What you should do. List every line of the records below that contains the word "mole".

Region annotation entries.
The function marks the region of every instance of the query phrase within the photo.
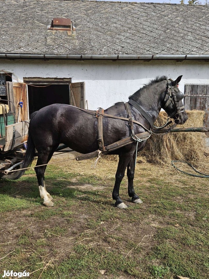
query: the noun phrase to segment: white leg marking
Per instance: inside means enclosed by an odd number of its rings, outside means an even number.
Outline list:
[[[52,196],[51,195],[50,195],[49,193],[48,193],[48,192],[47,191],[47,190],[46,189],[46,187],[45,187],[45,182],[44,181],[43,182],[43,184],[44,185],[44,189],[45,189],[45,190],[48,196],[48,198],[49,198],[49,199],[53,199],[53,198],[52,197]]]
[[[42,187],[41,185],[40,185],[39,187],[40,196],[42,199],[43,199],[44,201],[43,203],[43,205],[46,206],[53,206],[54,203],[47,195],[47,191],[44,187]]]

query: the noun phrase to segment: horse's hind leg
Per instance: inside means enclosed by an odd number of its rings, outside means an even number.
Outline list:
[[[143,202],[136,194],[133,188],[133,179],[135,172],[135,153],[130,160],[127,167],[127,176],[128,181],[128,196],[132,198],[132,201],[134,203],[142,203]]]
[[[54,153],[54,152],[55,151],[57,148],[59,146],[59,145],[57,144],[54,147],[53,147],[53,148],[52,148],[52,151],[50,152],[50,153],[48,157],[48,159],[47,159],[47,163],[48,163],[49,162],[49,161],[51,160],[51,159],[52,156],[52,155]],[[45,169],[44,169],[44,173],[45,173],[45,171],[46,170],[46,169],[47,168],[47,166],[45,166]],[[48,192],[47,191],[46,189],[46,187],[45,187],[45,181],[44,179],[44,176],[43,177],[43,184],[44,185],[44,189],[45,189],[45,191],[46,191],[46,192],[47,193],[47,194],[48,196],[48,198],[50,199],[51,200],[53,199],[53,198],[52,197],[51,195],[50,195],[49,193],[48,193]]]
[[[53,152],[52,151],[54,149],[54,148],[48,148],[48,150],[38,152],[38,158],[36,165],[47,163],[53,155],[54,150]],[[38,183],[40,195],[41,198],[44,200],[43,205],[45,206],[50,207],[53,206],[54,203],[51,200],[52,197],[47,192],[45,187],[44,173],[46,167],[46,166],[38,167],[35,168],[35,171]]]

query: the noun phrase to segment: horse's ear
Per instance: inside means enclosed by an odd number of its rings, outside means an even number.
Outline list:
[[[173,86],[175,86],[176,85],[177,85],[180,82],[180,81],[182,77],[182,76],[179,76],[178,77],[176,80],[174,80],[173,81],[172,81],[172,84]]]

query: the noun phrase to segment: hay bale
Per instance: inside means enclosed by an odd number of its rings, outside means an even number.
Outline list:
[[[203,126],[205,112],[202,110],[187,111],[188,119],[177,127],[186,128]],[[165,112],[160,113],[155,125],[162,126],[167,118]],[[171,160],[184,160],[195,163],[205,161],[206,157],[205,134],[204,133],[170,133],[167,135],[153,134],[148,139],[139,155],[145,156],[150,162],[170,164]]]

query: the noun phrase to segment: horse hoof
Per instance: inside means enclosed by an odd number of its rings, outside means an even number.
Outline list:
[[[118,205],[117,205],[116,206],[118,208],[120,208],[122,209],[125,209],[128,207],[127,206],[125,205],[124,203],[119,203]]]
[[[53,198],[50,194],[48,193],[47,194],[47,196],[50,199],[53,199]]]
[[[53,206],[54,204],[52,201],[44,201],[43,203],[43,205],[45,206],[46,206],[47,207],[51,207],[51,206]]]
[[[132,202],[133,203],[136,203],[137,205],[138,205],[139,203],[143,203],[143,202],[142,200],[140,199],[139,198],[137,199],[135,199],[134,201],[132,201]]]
---
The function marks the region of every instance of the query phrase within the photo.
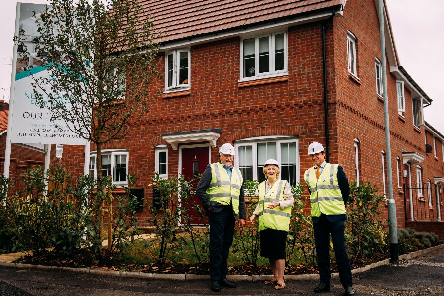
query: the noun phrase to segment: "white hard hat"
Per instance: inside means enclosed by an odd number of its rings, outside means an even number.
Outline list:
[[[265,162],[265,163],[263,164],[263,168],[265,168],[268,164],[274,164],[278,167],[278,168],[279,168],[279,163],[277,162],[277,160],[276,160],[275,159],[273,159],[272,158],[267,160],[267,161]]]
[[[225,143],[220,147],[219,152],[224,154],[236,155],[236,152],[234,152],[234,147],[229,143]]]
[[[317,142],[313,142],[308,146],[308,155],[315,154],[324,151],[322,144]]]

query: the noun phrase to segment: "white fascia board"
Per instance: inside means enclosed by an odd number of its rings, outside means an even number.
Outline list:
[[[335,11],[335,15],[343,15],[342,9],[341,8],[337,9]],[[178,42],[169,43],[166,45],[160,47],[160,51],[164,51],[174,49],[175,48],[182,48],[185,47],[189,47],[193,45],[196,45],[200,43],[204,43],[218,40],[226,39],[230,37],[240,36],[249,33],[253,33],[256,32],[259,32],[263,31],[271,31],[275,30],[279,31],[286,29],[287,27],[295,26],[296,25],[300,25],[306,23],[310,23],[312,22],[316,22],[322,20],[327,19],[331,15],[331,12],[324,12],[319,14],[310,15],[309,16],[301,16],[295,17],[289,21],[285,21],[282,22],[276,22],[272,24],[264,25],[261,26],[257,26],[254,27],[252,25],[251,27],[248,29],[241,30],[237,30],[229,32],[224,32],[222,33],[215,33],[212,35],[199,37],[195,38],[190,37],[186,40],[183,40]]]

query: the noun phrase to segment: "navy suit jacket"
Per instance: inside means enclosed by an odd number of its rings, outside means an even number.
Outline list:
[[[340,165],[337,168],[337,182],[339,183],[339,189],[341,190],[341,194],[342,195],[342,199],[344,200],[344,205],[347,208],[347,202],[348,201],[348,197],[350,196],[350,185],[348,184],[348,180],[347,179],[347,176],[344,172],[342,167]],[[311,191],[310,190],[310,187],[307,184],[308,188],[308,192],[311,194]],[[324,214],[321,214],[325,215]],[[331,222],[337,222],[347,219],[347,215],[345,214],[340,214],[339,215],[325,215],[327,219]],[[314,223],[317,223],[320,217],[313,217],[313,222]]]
* * *
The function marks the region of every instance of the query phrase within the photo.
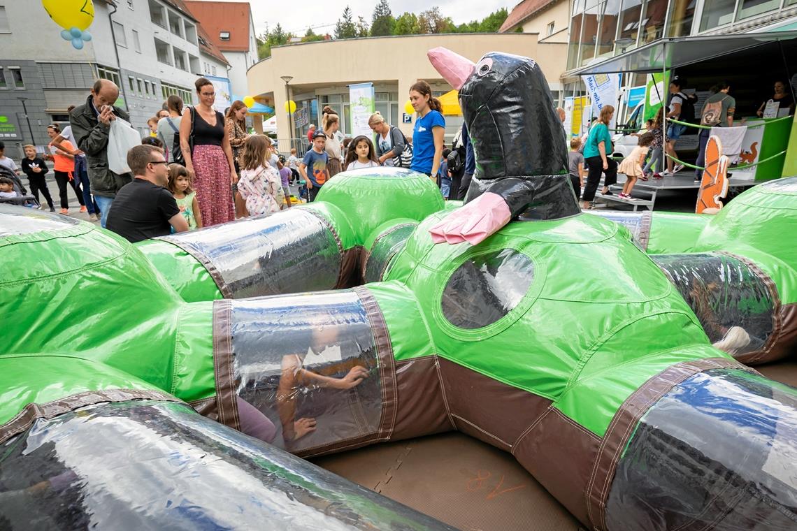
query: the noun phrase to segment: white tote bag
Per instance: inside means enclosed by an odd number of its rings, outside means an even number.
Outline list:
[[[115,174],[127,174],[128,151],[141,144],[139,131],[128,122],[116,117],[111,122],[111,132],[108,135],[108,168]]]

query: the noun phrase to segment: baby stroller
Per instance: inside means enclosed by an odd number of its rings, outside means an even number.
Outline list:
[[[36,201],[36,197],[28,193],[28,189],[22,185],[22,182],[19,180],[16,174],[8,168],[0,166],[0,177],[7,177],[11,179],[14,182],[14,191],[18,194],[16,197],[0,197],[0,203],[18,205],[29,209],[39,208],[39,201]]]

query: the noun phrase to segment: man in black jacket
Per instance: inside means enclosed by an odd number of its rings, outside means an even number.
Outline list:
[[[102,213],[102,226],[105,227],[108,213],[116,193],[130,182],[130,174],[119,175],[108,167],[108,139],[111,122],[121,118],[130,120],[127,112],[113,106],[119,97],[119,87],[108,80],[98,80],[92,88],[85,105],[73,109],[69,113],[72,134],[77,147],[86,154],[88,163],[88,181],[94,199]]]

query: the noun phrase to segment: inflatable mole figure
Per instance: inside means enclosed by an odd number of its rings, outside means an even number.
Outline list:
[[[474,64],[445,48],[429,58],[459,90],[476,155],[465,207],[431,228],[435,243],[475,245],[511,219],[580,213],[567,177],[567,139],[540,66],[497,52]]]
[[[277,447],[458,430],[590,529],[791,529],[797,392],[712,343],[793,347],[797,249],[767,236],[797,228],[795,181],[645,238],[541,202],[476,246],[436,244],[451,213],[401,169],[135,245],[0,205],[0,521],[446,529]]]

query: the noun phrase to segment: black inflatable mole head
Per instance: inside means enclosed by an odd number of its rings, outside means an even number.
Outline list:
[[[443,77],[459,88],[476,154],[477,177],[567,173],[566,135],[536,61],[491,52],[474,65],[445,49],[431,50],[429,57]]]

Exercise output.
query: the noun phrase to segment: inflatable mole figure
query: the noun phrase to segment: black inflatable mole head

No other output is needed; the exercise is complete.